▸ **What is needed**: Turn all of the data below into a JSON list of strings, one string per line, with blank lines left out. Don't include the pictures.

┄┄┄┄┄┄┄┄┄┄┄┄┄┄┄┄┄┄┄┄

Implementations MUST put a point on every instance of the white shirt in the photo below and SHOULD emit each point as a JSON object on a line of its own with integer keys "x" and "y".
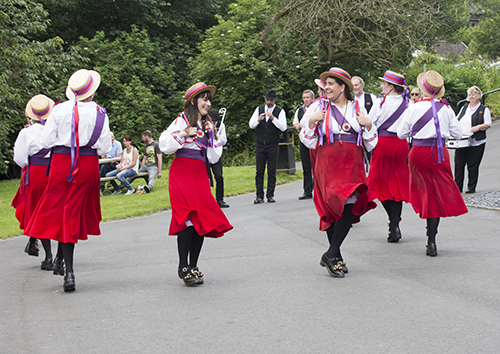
{"x": 448, "y": 124}
{"x": 170, "y": 141}
{"x": 28, "y": 143}
{"x": 279, "y": 122}
{"x": 379, "y": 115}
{"x": 361, "y": 100}
{"x": 57, "y": 130}
{"x": 310, "y": 139}
{"x": 466, "y": 123}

┄┄┄┄┄┄┄┄┄┄┄┄┄┄┄┄┄┄┄┄

▸ **The completed task**:
[
  "Implementations MUST put a point on every instance of the white shirt in the photo below and SHOULD emit each point as a JSON object on a line of its own with integer keys \"x\" and \"y\".",
  "{\"x\": 448, \"y\": 124}",
  "{\"x\": 170, \"y\": 141}",
  "{\"x\": 28, \"y\": 143}",
  "{\"x\": 279, \"y\": 122}",
  "{\"x\": 379, \"y\": 115}",
  "{\"x\": 361, \"y\": 100}",
  "{\"x\": 57, \"y\": 130}",
  "{\"x\": 310, \"y\": 139}",
  "{\"x\": 466, \"y\": 123}"
]